Your instructions: Please reproduce the material below word for word, starting at its first line and stopping after the line that contains "61 L 55 62 L". Leave the pictures out.

start Information shown

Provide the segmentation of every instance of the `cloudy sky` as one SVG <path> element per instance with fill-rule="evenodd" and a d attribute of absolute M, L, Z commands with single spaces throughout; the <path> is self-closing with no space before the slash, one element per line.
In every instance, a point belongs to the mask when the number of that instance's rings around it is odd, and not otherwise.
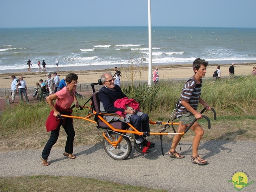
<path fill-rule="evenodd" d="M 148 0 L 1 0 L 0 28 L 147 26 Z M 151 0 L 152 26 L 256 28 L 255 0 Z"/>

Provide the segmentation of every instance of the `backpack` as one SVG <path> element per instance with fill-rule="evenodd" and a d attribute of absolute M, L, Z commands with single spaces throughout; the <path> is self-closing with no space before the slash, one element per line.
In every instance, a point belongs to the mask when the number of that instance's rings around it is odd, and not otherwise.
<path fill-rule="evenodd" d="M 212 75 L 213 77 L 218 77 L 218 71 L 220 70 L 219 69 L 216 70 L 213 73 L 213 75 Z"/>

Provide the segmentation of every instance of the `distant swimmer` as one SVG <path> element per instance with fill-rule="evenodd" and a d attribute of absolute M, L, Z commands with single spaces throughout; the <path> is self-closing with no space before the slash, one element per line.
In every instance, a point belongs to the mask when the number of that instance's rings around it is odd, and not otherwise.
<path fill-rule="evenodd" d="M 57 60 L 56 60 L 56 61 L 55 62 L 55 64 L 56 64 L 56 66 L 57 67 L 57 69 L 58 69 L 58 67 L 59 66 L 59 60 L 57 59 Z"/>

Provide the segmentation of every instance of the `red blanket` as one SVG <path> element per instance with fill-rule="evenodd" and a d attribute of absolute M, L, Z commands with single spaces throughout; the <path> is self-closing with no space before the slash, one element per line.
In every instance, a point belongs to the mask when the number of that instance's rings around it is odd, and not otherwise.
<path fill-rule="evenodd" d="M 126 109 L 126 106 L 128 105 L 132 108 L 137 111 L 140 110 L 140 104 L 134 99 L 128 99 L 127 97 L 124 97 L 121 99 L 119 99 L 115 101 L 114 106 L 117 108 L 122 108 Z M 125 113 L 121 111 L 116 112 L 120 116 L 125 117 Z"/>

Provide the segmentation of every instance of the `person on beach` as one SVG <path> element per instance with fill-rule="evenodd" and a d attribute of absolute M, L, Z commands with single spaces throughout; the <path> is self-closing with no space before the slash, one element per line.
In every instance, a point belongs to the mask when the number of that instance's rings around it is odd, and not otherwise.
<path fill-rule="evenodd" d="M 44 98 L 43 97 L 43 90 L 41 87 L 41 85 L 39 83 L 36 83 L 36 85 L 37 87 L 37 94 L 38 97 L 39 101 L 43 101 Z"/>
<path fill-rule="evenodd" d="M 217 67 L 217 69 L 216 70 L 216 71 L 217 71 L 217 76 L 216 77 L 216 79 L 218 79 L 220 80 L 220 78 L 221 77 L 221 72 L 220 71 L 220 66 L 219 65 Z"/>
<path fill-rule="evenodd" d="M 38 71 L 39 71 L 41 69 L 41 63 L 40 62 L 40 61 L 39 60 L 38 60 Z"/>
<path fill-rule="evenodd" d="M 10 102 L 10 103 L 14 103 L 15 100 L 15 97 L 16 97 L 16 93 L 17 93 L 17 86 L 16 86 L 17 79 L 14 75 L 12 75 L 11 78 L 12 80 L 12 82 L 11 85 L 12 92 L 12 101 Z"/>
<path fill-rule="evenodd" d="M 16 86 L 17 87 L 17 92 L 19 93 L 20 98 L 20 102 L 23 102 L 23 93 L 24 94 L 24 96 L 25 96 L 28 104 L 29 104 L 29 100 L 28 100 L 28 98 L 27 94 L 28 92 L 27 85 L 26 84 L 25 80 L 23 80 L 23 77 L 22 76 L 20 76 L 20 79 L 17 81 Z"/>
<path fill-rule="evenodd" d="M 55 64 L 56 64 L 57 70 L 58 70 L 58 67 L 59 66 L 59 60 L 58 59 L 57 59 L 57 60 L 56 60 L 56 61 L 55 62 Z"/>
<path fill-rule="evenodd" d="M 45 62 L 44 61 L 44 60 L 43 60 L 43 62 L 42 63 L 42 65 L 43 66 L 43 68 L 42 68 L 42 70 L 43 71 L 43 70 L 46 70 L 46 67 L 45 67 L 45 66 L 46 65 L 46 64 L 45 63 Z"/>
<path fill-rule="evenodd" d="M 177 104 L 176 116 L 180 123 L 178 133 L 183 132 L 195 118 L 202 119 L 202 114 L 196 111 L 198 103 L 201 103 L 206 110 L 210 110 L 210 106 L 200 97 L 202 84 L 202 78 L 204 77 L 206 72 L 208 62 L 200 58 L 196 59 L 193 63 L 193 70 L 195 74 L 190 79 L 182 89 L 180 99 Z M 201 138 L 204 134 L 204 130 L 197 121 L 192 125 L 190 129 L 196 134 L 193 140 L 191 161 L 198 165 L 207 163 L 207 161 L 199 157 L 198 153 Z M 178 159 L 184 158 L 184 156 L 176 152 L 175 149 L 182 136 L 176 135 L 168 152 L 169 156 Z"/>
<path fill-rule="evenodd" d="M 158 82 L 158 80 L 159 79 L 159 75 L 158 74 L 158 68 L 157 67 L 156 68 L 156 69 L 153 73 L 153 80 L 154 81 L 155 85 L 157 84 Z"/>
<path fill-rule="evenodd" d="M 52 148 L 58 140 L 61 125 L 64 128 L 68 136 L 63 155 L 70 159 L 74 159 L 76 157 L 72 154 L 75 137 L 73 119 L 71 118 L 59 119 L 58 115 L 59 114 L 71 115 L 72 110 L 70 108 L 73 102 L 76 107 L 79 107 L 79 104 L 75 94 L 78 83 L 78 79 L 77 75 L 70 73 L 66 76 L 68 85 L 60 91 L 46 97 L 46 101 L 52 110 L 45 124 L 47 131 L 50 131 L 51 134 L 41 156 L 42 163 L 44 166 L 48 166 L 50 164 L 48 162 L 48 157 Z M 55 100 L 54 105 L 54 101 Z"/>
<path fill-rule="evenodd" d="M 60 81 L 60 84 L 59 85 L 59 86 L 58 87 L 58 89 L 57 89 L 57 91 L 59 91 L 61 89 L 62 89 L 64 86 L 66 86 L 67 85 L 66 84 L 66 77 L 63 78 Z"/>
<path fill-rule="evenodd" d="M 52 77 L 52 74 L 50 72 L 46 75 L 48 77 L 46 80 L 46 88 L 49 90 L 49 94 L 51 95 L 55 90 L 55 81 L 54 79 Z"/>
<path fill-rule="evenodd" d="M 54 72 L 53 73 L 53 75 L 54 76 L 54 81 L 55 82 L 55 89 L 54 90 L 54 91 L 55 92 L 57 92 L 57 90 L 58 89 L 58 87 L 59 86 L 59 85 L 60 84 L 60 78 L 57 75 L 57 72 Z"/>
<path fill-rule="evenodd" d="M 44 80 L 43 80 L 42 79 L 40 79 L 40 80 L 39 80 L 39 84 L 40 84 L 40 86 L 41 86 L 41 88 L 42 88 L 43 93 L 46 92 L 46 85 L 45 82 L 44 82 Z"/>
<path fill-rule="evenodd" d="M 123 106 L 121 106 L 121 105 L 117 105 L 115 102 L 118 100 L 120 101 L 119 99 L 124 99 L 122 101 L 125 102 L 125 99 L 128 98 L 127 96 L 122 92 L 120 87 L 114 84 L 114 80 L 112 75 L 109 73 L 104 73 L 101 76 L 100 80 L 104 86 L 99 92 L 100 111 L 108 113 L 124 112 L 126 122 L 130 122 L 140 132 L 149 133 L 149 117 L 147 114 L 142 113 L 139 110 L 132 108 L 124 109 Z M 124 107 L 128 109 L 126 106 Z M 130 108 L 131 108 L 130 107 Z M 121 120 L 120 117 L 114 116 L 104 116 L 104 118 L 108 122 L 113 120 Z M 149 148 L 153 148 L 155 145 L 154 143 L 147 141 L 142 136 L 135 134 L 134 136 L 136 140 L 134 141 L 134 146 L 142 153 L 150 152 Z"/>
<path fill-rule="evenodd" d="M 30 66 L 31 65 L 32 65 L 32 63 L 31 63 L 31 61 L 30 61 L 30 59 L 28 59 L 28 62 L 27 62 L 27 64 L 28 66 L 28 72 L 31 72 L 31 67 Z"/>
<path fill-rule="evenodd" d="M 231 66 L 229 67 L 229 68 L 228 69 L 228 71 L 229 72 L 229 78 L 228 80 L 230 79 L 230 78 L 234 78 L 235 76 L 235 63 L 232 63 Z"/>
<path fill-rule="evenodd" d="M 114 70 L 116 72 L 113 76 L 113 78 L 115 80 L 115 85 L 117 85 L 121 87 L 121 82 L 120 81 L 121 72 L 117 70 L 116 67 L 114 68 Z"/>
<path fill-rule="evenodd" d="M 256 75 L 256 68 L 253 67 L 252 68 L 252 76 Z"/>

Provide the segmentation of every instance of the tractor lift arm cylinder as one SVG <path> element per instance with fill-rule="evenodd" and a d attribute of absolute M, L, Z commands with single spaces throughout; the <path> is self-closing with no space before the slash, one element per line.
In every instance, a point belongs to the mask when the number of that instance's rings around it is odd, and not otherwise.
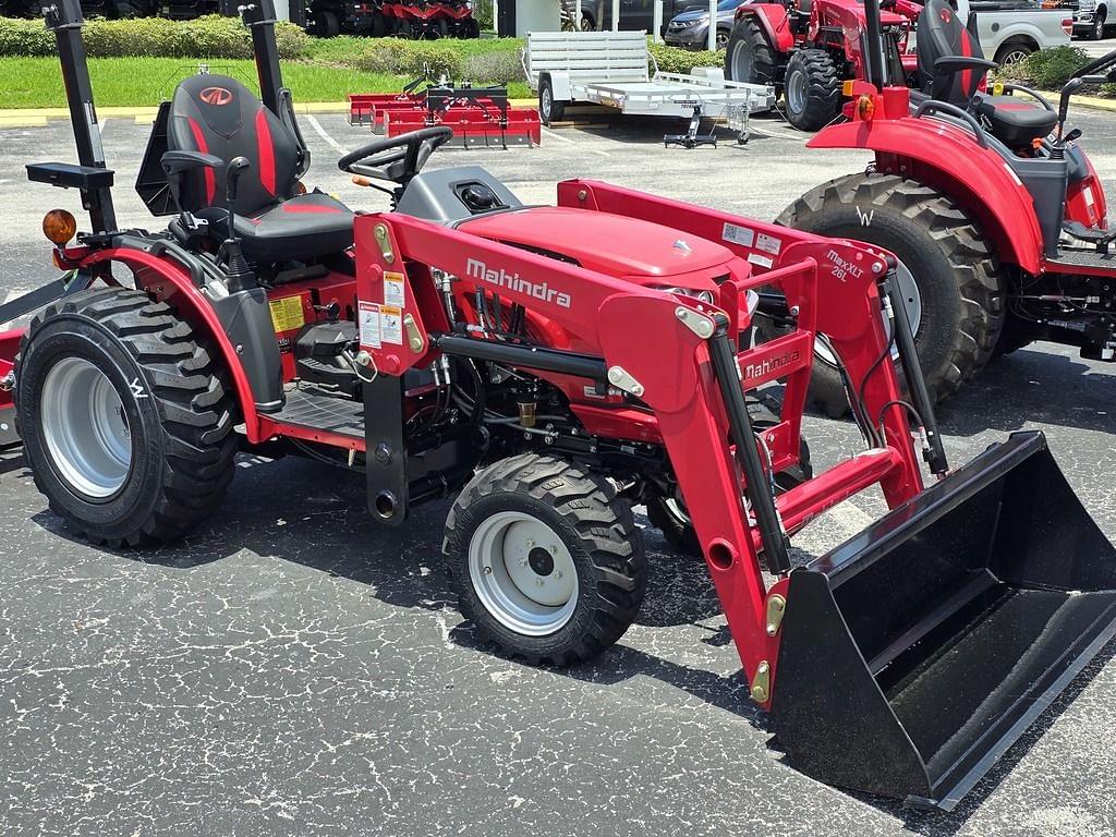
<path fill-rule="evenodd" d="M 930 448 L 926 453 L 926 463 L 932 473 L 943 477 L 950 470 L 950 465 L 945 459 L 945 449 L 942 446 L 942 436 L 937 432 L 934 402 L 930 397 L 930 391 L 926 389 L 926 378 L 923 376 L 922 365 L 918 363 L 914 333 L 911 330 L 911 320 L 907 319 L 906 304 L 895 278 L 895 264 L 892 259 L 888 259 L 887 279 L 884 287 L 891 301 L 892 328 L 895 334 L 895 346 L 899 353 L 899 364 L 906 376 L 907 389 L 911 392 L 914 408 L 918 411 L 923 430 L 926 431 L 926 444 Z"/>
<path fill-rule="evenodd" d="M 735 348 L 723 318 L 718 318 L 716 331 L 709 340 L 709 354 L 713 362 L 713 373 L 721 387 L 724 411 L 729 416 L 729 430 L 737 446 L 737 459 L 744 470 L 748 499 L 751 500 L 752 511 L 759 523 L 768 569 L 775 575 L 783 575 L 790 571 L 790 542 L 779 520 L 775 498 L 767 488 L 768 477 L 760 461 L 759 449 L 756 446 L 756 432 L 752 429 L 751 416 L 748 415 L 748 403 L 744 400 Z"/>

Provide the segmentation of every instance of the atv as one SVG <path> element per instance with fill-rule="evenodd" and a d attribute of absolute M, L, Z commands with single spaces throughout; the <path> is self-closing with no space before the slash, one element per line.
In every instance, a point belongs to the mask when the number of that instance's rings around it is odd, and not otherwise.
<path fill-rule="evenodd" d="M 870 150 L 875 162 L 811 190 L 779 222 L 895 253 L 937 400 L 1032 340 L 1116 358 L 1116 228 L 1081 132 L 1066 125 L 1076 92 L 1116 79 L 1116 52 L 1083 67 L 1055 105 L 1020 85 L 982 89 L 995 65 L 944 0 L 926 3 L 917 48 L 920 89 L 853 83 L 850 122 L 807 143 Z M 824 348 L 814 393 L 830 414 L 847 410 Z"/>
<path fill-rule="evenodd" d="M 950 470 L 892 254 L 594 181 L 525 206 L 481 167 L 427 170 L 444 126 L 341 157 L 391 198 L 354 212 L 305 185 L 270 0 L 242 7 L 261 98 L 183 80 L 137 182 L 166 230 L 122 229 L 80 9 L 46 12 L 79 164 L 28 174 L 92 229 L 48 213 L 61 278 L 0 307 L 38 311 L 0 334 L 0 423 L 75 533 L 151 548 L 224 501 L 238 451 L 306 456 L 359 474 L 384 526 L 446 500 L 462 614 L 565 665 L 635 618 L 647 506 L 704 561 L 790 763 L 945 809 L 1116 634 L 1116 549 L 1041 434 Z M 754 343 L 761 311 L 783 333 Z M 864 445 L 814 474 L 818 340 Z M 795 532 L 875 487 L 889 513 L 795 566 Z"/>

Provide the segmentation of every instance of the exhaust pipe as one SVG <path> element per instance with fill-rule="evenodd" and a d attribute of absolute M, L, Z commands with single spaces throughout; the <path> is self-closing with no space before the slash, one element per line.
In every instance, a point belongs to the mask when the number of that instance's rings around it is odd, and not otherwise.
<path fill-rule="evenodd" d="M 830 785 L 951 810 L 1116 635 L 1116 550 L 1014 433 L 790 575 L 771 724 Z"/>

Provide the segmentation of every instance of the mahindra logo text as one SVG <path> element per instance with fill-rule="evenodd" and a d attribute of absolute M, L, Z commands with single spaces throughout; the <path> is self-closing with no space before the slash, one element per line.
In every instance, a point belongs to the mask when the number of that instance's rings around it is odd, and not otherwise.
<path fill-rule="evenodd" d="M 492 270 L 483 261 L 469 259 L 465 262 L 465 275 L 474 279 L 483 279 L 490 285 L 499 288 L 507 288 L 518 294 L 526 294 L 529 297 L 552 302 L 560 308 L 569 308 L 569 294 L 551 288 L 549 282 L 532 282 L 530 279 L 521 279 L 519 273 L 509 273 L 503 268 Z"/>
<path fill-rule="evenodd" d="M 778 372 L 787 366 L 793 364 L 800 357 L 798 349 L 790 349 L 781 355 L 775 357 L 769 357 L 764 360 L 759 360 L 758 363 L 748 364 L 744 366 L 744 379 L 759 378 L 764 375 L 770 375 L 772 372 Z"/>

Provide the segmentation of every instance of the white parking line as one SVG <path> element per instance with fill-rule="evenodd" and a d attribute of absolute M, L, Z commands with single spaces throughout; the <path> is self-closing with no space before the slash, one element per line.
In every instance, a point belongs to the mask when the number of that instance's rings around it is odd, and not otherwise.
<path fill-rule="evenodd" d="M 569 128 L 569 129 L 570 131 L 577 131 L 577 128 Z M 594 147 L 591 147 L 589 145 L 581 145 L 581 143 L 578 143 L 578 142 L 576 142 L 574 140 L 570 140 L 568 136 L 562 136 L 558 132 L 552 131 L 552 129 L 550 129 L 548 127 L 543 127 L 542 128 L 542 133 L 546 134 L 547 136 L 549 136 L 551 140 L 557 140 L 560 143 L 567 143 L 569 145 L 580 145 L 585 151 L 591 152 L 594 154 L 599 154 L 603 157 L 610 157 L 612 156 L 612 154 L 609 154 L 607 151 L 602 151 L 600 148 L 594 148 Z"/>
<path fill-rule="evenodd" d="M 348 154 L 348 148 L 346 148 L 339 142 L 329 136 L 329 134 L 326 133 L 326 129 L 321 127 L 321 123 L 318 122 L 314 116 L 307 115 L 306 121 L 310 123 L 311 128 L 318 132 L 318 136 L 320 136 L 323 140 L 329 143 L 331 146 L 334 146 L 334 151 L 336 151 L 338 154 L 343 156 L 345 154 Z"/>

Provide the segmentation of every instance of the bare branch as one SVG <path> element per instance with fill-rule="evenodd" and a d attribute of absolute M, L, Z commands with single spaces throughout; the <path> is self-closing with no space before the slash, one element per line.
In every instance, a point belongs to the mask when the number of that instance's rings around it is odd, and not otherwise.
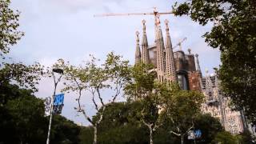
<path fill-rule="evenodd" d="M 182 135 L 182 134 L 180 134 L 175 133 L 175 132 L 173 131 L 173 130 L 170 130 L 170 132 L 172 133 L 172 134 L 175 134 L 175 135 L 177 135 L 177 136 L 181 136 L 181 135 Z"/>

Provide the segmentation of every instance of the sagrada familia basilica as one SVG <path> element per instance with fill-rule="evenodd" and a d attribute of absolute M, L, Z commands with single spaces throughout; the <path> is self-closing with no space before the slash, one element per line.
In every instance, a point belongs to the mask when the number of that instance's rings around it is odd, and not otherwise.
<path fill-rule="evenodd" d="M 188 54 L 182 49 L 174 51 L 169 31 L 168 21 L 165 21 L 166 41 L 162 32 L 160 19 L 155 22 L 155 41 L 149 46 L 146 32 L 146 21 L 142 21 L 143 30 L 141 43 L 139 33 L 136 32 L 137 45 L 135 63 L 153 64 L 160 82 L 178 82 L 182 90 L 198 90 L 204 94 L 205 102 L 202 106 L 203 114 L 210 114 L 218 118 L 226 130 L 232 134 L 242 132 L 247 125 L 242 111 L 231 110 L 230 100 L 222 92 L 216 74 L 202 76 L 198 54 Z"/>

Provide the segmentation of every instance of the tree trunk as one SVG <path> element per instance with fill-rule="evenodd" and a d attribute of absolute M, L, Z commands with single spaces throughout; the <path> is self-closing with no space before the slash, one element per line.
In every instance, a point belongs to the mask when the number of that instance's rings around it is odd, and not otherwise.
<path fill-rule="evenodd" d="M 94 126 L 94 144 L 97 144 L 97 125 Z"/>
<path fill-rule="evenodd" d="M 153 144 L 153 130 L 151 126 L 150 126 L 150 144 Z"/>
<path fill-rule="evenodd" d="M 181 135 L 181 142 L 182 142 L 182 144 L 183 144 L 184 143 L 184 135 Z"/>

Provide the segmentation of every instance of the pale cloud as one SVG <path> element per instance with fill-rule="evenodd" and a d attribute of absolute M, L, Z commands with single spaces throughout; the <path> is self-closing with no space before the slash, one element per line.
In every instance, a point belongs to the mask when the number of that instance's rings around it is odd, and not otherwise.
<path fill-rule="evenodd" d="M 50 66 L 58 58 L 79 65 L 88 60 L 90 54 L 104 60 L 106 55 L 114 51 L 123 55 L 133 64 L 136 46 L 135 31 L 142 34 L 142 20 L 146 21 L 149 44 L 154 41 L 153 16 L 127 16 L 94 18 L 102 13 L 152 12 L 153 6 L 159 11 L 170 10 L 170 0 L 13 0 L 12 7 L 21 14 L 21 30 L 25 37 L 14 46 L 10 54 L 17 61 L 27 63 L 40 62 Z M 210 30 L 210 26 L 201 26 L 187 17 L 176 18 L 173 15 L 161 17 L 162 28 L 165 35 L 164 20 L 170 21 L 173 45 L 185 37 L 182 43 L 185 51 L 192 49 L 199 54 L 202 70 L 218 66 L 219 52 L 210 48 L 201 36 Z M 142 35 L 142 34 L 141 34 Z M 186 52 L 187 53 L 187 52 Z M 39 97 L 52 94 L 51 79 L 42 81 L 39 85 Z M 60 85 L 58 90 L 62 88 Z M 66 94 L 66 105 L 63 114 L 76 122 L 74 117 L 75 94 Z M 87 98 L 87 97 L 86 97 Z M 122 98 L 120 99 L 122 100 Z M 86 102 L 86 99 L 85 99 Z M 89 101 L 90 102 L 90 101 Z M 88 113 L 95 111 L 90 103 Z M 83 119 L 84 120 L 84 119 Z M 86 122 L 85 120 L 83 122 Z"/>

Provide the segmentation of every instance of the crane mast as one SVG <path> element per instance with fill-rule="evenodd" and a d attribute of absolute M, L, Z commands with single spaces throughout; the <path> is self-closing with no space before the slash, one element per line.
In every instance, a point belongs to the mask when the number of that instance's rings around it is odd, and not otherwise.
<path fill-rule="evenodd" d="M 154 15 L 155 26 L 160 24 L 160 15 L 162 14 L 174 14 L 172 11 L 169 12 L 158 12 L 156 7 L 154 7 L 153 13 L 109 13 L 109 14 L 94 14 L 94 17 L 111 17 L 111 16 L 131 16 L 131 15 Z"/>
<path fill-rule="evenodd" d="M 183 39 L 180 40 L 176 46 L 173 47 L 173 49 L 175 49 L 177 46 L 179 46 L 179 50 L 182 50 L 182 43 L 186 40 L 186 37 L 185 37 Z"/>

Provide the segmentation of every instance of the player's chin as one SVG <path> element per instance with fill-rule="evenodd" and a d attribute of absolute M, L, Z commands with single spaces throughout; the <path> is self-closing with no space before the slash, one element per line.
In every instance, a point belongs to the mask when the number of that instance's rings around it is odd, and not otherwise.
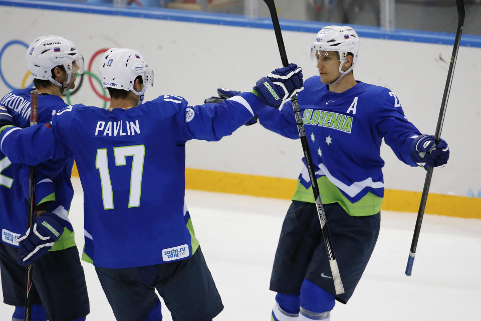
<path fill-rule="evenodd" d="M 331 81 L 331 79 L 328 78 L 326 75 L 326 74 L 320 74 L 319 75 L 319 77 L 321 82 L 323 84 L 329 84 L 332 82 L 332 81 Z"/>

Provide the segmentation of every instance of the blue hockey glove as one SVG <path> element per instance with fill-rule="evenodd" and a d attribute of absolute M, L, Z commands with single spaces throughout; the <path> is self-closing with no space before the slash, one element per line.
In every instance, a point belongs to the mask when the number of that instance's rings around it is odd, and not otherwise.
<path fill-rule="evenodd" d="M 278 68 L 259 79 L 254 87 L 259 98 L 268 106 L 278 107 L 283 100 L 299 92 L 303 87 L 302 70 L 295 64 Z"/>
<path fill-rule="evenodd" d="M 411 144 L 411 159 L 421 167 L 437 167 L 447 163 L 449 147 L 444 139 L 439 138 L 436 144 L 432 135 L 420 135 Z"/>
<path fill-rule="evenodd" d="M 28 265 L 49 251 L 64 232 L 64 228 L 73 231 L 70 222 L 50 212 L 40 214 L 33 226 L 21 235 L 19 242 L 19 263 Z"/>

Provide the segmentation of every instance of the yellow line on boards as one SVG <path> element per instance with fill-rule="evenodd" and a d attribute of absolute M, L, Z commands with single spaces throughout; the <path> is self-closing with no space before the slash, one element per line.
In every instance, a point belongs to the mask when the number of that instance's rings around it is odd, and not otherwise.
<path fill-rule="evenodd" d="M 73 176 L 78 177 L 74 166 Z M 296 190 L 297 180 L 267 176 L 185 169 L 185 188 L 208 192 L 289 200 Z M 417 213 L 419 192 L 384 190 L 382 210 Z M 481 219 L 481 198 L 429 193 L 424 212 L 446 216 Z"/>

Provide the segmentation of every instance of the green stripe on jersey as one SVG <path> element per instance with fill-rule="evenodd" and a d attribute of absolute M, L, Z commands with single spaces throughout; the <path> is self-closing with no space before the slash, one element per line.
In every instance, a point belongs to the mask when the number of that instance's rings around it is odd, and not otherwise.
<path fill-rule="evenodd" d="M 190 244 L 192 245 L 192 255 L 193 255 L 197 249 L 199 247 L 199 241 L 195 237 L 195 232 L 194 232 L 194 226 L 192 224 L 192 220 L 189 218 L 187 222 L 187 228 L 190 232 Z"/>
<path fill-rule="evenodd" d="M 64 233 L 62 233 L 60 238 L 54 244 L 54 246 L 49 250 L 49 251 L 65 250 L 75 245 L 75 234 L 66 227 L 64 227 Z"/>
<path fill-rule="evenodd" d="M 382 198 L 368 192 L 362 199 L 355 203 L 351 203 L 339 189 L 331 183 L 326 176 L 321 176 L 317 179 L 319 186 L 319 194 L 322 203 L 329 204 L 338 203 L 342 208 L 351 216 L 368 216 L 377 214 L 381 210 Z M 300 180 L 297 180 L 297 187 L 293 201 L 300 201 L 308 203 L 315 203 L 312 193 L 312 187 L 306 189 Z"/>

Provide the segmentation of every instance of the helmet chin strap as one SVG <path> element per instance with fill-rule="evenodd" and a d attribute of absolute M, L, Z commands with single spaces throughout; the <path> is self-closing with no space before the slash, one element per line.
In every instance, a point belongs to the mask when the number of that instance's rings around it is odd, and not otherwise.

end Information shown

Task result:
Provide the segmentation of every instance of the `cloudy sky` as one SVG <path> element per instance with fill-rule="evenodd" and a d attribute of absolute M, L, Z commands with single spaces throughout; the <path> is self-closing with no space before the slash, one element per line.
In every instance, a point belongs to the mask when the number of that instance's rings around it is odd, and not otherwise.
<path fill-rule="evenodd" d="M 148 0 L 1 0 L 0 28 L 147 26 Z M 151 0 L 152 26 L 256 28 L 255 0 Z"/>

Provide the segmentation of every instance of the `backpack` as one SVG <path> element per instance with fill-rule="evenodd" and a d attribute of absolute M, L, Z commands with single spaces throughout; the <path> is self-closing with no space before the slash, one element per line.
In every instance, a point belongs to the mask when the number of that instance's rings around it is odd, and not otherwise.
<path fill-rule="evenodd" d="M 212 75 L 213 77 L 218 77 L 218 71 L 220 70 L 219 69 L 216 70 L 213 73 L 213 75 Z"/>

Provide the segmentation of every instance of the `distant swimmer` as one SVG <path> element per instance with fill-rule="evenodd" and a d attribute of absolute M, L, Z commands with single spaces throughout; the <path> is self-closing with no space before the slash, one element per line.
In every instance, a point belongs to the mask when the number of that instance's rings around it is odd, and not otherwise.
<path fill-rule="evenodd" d="M 57 60 L 56 60 L 56 61 L 55 62 L 55 64 L 56 64 L 56 66 L 57 67 L 57 69 L 58 69 L 58 67 L 59 66 L 59 60 L 57 59 Z"/>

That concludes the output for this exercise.